§ **PROBLEM REQUIREMENTS**:
Locate every line in the items below that contains the string "brown", and copy each such line in full.
--- DATA FOR THIS EXERCISE ---
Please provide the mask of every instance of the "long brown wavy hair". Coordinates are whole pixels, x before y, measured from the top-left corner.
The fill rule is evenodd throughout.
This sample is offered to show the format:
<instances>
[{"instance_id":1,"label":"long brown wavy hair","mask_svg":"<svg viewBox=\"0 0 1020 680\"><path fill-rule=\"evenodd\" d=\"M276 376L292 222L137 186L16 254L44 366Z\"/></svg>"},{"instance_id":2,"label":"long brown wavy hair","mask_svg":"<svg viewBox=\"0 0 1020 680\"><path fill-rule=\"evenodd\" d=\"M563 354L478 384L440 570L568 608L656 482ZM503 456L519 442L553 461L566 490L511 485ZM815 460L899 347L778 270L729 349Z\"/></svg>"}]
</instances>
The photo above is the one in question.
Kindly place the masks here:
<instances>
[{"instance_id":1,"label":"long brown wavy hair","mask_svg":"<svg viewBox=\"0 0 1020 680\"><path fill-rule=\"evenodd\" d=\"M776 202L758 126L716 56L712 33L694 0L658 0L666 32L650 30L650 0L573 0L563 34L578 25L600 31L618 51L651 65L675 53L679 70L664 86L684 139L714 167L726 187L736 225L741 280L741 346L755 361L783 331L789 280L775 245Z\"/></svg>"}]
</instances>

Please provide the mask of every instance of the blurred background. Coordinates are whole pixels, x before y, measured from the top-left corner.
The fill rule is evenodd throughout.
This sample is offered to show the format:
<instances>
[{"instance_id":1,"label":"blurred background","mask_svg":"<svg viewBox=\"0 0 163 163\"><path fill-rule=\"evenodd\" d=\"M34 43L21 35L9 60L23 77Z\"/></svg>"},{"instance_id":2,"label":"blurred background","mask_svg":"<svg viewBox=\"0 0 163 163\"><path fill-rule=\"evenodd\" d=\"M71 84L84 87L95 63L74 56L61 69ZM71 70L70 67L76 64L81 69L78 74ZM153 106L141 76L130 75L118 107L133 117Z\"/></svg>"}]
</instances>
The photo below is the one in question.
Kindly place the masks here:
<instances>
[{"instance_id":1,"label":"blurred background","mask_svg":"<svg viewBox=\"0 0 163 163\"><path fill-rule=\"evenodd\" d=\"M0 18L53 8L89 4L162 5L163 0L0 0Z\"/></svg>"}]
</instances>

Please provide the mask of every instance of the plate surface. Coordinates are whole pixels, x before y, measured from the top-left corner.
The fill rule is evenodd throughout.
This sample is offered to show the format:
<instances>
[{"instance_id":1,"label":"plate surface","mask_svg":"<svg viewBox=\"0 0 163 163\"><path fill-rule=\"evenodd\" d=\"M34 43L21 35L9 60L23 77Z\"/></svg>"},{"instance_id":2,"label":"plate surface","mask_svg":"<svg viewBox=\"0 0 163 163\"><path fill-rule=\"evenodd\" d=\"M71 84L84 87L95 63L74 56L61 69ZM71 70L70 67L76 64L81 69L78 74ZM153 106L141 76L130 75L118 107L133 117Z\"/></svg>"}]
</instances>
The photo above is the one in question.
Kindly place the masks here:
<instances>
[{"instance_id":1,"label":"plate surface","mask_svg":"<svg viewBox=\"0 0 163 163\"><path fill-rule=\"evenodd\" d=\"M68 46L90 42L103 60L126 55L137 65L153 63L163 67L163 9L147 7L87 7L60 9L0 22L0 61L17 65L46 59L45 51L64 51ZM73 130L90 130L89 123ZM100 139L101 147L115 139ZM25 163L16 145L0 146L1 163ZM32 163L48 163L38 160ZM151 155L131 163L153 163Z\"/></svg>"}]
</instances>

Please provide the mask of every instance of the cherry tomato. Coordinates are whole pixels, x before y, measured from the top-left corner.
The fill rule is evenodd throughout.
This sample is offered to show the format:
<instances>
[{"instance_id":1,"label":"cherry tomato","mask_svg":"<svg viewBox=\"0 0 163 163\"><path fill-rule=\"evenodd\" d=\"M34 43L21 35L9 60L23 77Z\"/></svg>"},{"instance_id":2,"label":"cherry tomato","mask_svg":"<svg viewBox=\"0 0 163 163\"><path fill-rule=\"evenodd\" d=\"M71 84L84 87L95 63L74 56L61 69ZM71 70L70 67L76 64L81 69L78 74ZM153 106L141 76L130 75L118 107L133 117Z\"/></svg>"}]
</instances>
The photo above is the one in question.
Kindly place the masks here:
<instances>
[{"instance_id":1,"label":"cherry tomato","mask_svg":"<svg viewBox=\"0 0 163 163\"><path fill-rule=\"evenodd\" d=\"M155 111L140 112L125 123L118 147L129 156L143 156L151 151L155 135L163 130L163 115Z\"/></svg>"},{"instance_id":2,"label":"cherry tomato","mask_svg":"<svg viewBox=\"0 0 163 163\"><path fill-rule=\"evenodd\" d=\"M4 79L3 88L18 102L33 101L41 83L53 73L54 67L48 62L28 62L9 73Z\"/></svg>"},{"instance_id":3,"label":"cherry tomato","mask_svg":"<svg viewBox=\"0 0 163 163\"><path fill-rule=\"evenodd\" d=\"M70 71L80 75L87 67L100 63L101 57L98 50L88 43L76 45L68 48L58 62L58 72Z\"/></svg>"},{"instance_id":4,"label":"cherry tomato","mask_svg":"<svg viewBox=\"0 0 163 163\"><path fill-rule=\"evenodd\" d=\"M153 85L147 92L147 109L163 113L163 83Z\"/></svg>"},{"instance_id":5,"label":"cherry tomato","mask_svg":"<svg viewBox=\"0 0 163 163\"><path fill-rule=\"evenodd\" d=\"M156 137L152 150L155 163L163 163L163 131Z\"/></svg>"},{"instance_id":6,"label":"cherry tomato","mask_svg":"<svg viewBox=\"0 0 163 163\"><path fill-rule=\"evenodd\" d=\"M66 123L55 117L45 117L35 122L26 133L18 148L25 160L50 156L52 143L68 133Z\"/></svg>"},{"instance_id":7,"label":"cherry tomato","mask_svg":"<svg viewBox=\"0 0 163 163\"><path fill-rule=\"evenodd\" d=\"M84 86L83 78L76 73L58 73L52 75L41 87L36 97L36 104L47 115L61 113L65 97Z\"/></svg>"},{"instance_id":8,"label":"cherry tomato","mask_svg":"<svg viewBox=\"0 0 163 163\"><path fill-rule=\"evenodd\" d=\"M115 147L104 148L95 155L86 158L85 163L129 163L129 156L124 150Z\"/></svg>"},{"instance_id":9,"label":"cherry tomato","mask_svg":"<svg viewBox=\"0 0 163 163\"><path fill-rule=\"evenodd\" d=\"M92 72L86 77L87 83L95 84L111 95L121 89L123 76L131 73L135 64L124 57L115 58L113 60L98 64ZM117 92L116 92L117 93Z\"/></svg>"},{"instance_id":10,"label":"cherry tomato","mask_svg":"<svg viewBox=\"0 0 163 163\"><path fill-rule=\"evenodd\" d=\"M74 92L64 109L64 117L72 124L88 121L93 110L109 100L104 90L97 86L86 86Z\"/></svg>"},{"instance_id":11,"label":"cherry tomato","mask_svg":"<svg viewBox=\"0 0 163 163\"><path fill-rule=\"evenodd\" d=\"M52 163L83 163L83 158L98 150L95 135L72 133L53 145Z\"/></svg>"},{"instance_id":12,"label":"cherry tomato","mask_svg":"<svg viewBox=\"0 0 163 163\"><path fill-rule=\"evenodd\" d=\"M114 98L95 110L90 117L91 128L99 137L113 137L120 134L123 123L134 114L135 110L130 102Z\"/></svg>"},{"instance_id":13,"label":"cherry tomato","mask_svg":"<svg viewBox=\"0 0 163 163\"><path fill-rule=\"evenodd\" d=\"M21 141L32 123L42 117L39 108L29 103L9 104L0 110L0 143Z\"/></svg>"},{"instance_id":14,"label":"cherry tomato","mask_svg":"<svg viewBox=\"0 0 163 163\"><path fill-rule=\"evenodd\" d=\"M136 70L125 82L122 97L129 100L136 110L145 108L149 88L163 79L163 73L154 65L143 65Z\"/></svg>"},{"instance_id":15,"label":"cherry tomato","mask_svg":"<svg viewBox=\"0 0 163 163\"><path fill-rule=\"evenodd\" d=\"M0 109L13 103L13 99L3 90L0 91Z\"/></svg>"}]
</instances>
---
§ **OUTPUT OF THE TASK**:
Please provide the mask of every instance of the "long brown wavy hair". Coordinates are whole pixels, x before y, measured from the top-left corner.
[{"instance_id":1,"label":"long brown wavy hair","mask_svg":"<svg viewBox=\"0 0 1020 680\"><path fill-rule=\"evenodd\" d=\"M276 376L292 222L137 186L16 254L44 366Z\"/></svg>"},{"instance_id":2,"label":"long brown wavy hair","mask_svg":"<svg viewBox=\"0 0 1020 680\"><path fill-rule=\"evenodd\" d=\"M563 354L478 384L440 570L568 608L656 482ZM503 456L519 442L553 461L566 490L511 485ZM815 460L899 347L778 270L729 349Z\"/></svg>"}]
[{"instance_id":1,"label":"long brown wavy hair","mask_svg":"<svg viewBox=\"0 0 1020 680\"><path fill-rule=\"evenodd\" d=\"M776 202L758 126L716 56L712 33L694 0L658 0L666 32L650 30L650 0L573 0L563 34L578 25L600 31L618 51L651 65L675 53L679 70L664 86L684 139L714 167L726 187L736 225L741 280L741 346L755 361L783 331L789 280L775 245Z\"/></svg>"}]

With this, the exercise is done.